Aber ist das denn so? Auch die Vorgängerregierung unter dem liberalen Yair Lapid war nicht dafür bekannt, besonders genügsam gegenüber der palästinensischen Bevölkerung in ihrer Einflusssphäre zu sein. So gingen in ihrer Regierungszeit nicht weniger als 100 tote Palästinenser*innen der Westbank auf ihr Konto und in der „Operation Breaking Dawn“, einem sogenannten Präventivschlag, tötete sie bis zu 49 Einwohner*innen Gazas (darunter 17 Kinder). Die Regierungen Israels stehen seit Anbeginn der Besatzung palästinensischer Gebiete in der Kritik, dort ein besonders repressives Militärregime für alle nicht-israelischen Staatsbürger*innen eingerichtet zu haben. Viele internationale und israelischen Menschenrechtsorganisationen gehen sogar so weit und sprechen von Apartheid. Darunter Amnesty International, Human Rights Watch, Yesh Din und B’Tselem.

Das Existenzrecht Israels sollte daher nicht nur diskutiert werden „dürfen“, es muss konsequent in seiner jetzigen Form abgelehnt werden. Das bedeutet, dass der jetzige Staat durch eine sozialistische Revolution überwunden werden muss, und an seine Stelle ein Gemscheinschaftswesen  tritt in dem Jüdinnen*Juden und Palästinenser*innen gleiche Rechte  genießen.

Der einzige Schutzraum der Jüdinnen*Juden?

In den antideutschen und bürgerlich-zionistischen Kreisen wird immer damit argumentiert, dass nur Israel einen Schutzraum für Jüdinnen*Juden darstellen kann. Weswegen allein Zweifel daran bereits als Antisemitismus und Aberkennung des jüdischen Selbstbestimmungsrechts abgetan wird. Der Gedanke, jüdische Menschen in allen Ländern und Regionen der Welt, in denen sie beheimatet sind, zu emanzipieren, stellt sich ihnen gar nicht. Insbesondere die antideutsche Bewegung in Deutschland geht davon aus, dass “den Deutschen” nach dem Holocaust nie wieder zu trauen ist. Die materialistische Erkenntnis, dass das Bewusstsein der Menschen, und demzufolge auch das “der Deutschen”, vor allem durch ihre äußeren Umstände determiniert ist, wird gänzlich geleugnet oder zumindest nicht als Praxis umgewandelt, abseits des Verweises auf  Israel als angeblicher Schutzraum. Anstatt gegen die Klassengesellschaft zu kämpfen, deren Produkt auch die Unterdrückung von Jüdinnen*Juden ist, denken sie ausschließlich in bürgerlichen Zwangskollektiven wie “den Deutschen”. Sie verkaufen es als Befreiung, dass sich Jüdinnen*Juden in einem Nationalstaat absondern sollen, der auch noch auf Siedlerkolonialismus und Apartheid fußt.  In Miguel Carrillos Erklärung ist kein Wort davon zu lesen und sein Hauptaugenmerk liegt nur darin, Israel selbst zu einem besseren Standing innerhalb der (linken) Gesellschaft zu verhelfen.

• **GESPEICHERTE DATEN**
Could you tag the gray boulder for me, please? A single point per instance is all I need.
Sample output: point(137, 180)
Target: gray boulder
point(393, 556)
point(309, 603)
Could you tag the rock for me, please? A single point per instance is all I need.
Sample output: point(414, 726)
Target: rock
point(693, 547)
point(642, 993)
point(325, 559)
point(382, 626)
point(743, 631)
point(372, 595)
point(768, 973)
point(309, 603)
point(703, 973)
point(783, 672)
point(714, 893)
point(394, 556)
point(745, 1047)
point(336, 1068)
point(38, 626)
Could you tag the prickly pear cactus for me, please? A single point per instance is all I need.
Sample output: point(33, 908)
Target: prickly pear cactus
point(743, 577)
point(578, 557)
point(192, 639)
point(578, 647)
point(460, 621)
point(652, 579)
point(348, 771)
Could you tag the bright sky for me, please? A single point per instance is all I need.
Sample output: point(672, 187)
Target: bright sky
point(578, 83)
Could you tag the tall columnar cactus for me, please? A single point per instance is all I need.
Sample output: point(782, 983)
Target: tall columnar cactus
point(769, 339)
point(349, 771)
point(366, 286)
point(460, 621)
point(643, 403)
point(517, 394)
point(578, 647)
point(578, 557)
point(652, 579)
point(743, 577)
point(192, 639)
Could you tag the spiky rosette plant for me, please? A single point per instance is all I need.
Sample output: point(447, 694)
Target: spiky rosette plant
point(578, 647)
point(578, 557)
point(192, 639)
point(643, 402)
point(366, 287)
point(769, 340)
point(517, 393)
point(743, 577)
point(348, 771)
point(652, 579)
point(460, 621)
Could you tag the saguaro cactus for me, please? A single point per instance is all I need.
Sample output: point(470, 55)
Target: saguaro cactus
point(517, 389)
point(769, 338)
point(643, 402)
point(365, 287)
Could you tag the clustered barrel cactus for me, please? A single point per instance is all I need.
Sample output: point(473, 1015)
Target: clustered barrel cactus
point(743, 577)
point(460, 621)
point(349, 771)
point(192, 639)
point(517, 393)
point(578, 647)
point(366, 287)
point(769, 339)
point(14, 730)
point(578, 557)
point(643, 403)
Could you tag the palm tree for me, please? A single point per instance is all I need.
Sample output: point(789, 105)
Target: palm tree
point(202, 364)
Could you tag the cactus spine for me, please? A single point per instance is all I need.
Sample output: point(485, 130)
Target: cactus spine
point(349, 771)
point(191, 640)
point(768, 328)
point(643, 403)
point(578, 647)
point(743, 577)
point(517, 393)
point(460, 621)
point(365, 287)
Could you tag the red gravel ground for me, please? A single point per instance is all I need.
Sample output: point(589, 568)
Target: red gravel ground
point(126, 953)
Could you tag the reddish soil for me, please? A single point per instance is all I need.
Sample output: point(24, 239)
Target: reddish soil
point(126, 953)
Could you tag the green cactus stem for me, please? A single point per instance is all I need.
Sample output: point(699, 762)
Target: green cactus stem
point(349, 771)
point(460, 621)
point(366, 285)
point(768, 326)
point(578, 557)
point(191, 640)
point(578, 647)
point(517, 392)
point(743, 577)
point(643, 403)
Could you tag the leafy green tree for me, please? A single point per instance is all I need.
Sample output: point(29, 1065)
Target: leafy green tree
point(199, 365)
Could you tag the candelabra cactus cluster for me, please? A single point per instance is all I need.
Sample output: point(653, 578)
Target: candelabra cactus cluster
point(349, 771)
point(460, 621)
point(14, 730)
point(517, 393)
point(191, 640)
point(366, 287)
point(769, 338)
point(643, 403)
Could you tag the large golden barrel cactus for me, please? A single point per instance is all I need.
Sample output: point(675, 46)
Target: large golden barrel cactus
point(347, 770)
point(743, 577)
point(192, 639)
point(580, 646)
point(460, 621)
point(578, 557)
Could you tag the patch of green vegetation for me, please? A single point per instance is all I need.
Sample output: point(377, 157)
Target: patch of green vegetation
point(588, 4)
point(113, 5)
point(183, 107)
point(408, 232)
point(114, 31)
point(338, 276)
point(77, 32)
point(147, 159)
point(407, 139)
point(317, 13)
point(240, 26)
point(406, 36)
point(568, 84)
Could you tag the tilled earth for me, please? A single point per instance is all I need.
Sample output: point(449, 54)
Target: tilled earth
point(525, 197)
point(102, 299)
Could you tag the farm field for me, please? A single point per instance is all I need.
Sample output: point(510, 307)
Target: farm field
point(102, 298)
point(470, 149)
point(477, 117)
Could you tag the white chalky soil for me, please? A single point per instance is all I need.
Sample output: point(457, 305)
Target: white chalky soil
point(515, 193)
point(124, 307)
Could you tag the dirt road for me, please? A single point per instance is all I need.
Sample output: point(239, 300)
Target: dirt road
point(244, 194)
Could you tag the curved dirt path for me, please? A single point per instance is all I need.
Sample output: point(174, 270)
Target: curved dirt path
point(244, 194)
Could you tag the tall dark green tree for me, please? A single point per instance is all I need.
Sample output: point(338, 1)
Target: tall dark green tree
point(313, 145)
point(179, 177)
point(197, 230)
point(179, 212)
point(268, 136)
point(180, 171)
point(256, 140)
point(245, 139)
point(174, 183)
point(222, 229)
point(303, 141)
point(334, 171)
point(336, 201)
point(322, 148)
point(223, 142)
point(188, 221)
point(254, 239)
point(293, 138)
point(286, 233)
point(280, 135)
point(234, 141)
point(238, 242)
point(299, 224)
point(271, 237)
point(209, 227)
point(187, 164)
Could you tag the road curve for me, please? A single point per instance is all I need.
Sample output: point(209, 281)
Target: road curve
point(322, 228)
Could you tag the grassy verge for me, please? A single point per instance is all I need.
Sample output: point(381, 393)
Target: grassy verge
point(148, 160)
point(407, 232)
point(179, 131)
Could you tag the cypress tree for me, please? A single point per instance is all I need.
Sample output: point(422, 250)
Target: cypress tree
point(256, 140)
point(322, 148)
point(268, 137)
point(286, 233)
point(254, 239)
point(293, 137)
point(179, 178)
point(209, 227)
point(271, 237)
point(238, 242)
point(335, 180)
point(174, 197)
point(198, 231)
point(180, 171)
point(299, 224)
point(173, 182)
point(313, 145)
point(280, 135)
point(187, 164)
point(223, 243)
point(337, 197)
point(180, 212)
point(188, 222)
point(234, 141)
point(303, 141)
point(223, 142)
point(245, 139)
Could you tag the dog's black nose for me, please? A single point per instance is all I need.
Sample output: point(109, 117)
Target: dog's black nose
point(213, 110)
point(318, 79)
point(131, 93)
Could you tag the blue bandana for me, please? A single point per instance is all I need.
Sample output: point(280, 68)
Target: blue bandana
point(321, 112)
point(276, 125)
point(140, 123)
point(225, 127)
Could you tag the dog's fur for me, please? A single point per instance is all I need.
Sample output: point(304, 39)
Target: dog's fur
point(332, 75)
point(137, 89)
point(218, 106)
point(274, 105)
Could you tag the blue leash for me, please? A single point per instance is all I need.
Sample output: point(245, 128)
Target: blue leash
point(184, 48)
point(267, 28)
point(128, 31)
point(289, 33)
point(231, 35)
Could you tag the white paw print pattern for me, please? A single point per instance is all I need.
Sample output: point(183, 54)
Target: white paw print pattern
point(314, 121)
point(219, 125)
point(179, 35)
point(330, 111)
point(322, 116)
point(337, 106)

• **AUFGABEN**
a – Nenne alle Menschenrechtsorganisationen, die im Textauszug namentlich aufgeführt werden.
b – Aktualisiere im Textauszug den Abschnitt von „Das Existenzrecht Israels“ bis einschließlich „gleiche Rechte  genießen.“ und setze dabei „Umwälzung“ an die Stelle von „Revolution“.
c – Erkläre anhand des Textauszugs, weshalb in antideutschen und bürgerlich-zionistischen Kreisen schon Zweifel an Israel als Schutzraum als Antisemitismus abgetan werden.
Die Datensätze spielen hierfür keine Rolle.

• **ANTWORTEN**
a – Amnesty International, Human Rights Watch, Yesh Din, B’Tselem

b –
Das Existenzrecht Israels sollte daher nicht nur diskutiert werden „dürfen“, es muss konsequent in seiner jetzigen Form abgelehnt werden. Das bedeutet, dass der jetzige Staat durch eine sozialistische Umwälzung überwunden werden muss, und an seine Stelle ein Gemscheinschaftswesen  tritt in dem Jüdinnen*Juden und Palästinenser*innen gleiche Rechte  genießen.

c – Dort wird argumentiert, dass nur Israel einen Schutzraum für Jüdinnen*Juden darstellen kann. Deshalb gelten schon Zweifel daran als Antisemitismus und als Aberkennung des jüdischen Selbstbestimmungsrechts.